[Text shown Boundary: Start]

Projects / Programmes
Automated analysis of angiographic images for early diagnosis, monitoring and treatment of intracranial aneurysms
| Code |
Science |
Field |
Subfield |
| 2.06.07 |
Engineering sciences and technologies |
Systems and cybernetics |
Biomedical technics |
| Code |
Science |
Field |
| T111 |
Technological sciences |
Imaging, image processing |
| Code |
Science |
Field |
| 2.06 |
Engineering and Technology |
Medical engineering
|
intracranial aneurysm, computer aided diagnosis, image analysis, machine learning, quantification of morphology, optimal treatment selection
Researchers (30)
Organisations (2)
Abstract
Cardiovascular and circulatory diseases are the world's leading cause of disability and mortality with their impact having increased at an alarming rate of 22.6% over the past two decades. The WHO statistics from 2008 show that cerebral vessels are among the most affected with 30% of all deaths caused by cerebrovascular pathologies. One such pathology is an intracranial aneurysm (IA), which is formed when a weakened part of cerebral arterial wall bulges into a balloon-like structure. The IA may eventually rupture and lead to subarachnoid hemorrhage, a serious health condition with a high mortality rate. Rupture is fatal in about 40% of cases, of those who survive about 66% suffer from permanent neurological deficit. Rupture is still rather rare as it is estimated that 50 to 80 percent of IAs do not rupture during a lifetime, but a staggering 3.2% prevalence of unruptured IAs (1 in 30 people) still leads 500,000 people to die worldwide each year due to rupture and half are younger than 50. The estimated overall direct and indirect costs of the treatment are 138 million USD per year. Clearly, there is a huge demand for constant improvement of tools and methods for clinical management of IAs.
Although treatment options like neurosurgical clipping or endovascular coiling are well established for large (dome height)10 mm) and symptomatic IAs, there is an urgent need to improve clinical management of smaller IAs. These are often asymptomatic and discovered incidentally using 3D-DSA, CTA or MRA imaging, whereas corresponding treatment risk/benefit ratio is strongly in favor of the "no treatment" option, since small IAs rupture more frequently during treatment than larger ones. Similar considerations arise in the management of treated IAs irrespective of their size, where the prognostic factors and clinical guidelines to prevent a rare, but potentially fatal recurrence or rebleeding are yet to be established.

[Text shown Boundary: End]
[The data Boundary: Start]

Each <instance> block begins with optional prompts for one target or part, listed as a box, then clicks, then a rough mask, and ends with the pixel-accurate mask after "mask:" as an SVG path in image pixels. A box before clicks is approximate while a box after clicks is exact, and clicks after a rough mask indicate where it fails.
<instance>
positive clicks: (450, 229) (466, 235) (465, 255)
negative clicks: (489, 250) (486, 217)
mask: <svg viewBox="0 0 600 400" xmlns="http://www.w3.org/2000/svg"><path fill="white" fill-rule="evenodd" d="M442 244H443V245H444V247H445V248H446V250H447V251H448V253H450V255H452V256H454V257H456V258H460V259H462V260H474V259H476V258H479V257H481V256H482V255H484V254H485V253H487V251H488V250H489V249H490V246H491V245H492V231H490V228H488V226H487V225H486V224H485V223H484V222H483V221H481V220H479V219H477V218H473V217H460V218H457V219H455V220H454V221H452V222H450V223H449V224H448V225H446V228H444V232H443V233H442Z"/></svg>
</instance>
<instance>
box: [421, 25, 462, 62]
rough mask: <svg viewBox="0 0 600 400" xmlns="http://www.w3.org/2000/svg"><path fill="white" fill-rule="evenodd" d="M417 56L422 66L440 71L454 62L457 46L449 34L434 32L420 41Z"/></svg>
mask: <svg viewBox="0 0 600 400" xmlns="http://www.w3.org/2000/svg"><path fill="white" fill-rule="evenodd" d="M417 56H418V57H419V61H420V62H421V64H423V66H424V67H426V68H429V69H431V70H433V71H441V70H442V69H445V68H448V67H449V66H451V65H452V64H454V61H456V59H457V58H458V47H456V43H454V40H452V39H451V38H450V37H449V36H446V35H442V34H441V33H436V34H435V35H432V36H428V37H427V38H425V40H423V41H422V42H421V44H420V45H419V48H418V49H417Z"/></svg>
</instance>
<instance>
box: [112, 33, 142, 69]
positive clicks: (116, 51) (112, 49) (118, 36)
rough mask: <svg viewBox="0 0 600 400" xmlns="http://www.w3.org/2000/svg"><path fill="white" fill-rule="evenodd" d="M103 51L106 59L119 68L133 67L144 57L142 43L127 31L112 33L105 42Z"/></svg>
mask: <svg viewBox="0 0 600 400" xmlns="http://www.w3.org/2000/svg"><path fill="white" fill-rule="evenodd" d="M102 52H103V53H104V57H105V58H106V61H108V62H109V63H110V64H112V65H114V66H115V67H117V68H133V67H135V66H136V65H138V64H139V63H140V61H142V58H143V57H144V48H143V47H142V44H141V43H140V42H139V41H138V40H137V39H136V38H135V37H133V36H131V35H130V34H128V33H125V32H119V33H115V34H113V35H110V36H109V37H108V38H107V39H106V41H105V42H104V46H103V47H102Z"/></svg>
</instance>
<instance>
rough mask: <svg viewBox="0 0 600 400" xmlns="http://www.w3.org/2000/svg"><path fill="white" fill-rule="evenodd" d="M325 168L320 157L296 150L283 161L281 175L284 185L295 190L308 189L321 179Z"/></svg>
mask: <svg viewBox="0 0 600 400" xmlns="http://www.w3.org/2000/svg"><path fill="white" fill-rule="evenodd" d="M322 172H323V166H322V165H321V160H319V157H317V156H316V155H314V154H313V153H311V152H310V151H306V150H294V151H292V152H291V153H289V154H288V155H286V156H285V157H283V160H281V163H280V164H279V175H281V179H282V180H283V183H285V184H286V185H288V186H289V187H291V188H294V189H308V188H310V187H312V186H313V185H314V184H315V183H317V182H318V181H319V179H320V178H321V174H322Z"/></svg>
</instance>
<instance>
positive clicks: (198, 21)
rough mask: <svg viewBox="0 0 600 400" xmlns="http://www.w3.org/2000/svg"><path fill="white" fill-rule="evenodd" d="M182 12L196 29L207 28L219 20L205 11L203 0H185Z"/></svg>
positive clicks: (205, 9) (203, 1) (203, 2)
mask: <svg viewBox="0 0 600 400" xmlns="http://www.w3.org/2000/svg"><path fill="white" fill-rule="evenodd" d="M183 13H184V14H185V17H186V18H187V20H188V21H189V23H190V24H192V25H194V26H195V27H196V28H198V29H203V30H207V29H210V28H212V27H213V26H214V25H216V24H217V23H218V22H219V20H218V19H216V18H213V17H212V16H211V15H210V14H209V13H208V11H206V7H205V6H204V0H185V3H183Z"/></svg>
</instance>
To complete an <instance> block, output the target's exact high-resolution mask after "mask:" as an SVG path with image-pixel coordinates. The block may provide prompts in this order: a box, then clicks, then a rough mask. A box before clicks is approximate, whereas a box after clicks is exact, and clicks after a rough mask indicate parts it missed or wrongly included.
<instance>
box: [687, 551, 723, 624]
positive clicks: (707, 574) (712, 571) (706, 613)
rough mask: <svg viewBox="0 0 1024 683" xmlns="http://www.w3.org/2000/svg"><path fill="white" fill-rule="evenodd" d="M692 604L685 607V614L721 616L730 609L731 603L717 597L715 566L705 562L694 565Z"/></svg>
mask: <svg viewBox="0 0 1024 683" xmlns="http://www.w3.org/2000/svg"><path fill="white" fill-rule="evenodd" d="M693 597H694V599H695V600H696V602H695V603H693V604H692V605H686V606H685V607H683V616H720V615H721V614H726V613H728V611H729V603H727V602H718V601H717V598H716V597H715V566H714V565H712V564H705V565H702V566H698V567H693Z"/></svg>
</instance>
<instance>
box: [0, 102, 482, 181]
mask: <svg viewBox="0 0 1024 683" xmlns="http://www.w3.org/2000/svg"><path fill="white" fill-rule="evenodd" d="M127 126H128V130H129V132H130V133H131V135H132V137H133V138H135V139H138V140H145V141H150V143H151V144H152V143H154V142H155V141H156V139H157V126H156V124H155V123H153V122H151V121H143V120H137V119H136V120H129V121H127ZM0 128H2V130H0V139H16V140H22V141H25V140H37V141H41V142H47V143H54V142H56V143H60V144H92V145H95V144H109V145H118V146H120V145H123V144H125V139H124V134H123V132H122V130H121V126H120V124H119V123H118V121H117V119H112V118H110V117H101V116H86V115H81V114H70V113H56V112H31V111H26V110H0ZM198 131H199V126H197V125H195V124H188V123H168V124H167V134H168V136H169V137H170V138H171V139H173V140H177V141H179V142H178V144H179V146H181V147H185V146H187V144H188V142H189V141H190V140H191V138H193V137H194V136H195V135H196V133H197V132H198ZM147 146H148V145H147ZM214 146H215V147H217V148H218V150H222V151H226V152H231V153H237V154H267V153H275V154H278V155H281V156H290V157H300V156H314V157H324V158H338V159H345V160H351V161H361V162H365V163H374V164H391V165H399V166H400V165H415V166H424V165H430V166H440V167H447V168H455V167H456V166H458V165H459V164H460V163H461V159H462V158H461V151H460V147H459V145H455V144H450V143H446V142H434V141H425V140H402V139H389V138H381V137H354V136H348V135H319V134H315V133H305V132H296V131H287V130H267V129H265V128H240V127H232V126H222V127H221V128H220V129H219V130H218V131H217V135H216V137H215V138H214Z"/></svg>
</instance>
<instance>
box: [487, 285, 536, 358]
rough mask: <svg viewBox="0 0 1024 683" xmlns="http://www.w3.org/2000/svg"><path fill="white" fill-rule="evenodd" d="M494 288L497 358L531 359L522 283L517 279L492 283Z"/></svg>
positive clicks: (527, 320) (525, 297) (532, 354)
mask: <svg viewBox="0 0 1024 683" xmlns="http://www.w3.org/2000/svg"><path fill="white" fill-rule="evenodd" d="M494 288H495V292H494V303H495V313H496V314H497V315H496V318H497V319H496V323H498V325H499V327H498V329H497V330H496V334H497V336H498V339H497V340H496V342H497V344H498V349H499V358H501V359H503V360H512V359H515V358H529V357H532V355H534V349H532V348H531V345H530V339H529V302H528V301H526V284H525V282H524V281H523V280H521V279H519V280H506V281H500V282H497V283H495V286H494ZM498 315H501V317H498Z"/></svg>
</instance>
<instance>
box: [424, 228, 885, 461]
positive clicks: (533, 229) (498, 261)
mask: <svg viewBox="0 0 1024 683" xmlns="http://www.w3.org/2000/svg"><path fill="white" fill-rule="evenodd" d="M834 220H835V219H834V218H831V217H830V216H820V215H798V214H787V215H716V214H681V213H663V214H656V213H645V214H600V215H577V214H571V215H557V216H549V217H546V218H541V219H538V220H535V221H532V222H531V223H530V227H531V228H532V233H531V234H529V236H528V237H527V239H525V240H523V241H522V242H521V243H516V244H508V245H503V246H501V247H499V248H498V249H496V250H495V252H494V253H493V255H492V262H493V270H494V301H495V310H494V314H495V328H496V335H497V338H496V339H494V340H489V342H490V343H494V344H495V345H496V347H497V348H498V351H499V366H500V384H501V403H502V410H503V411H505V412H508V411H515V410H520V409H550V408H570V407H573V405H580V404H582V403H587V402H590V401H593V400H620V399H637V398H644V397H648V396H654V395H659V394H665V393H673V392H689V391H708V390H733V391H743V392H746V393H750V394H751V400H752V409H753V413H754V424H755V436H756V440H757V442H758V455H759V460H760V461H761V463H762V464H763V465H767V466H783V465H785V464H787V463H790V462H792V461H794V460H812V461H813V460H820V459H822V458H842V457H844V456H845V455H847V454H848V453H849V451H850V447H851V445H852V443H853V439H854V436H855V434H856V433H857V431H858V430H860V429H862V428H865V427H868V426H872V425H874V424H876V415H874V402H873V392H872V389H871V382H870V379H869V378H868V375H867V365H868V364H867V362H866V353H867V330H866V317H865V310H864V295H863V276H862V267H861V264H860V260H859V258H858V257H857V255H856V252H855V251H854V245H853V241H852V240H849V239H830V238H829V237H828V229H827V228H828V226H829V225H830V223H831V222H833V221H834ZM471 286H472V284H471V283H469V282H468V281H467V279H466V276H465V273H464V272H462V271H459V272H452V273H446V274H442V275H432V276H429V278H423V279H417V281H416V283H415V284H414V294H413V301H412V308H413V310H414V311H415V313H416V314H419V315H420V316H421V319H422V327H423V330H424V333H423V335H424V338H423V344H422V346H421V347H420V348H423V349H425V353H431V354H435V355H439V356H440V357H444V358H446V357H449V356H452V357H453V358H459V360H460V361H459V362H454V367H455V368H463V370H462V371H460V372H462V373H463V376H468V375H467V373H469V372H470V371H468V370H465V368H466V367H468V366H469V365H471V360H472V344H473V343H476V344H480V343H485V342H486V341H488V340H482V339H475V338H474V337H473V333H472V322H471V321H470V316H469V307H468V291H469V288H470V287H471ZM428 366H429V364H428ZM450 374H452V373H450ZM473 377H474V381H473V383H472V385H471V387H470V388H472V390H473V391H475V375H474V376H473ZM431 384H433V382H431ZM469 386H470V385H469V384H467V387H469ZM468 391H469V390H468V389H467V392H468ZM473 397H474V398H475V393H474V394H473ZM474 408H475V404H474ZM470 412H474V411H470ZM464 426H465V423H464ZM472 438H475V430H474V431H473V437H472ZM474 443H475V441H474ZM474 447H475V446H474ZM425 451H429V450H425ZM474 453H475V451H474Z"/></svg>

[The data Boundary: End]

**Assignment**
Continue the project abstract on automated analysis of angiographic images of intracranial aneurysms, beginning after its final sentence. The entries are separate material and have no connection to the project abstract on intracranial aneurysms.

**Your response**
Recent studies indicate that in-vivo 3D-DSA, CTA or MRA based morphologic measurements such as aneurysm size, aspect ratio (dome height/neck width), aneurysm-to-vessel size ratio and other shape indices are important independent factors contributing to high risk of rupture. Compared to hemodynamic indices like wall shear stress and pulsatility index, the morphologic indices proved more reliable for estimating rupture risk of large aneurysms. The morphologic indices mainly focus on large saccular IAs, while they are rather unspecific for small IAs due to their gross shape description. A recent study indicated that the risk is much higher for IAs that grow over time, irrespective of the initial size. Thus, novel and better risk factors may be established from longitudinal 3D-DSA, CTA or MRA images by quantifying subtle morphologic changes of the observed IA.
The main goal of the proposed project is to develop innovative methods and systems based on in-vivo imaging in order to detect and diagnose IAs and perform pre- and post-treatment assessment and follow-up using quantitative morphologic descriptors. All the theoretical, computational and translational activities will be concentrated around the following themes: 1) develop accurate and reliable modality-independent (3D-DSA, CTA or MRA) detector using advanced convolutional neural networks so as to capture small IAs as early as possible; 2) develop novel methods for vasculature segmentation and IA isolation from parent vessels, and novel, more descriptive morphologic measures; 3) develop novel multi-modality deformable registration for normalization of follow-up images, and novel morphologic measures that quantify IA growth; 4) develop standardized validation datasets using real 3D-DSA, CTA or MRA images and perfom objective and rigorous validation of novel methods, and prospectively validate them in clinical screening studies; 5) translate the developed methods and systems into clinical environment and disseminate results into relevant scientific communities. Ultimately, the
Significance for science
The proposed interdisciplinary project addresses important challenges in the fields of medical image analysis and computer-aided diagnosis, neurology, neuroradiology and neuroimaging, clinical radiology, and clinical disease management.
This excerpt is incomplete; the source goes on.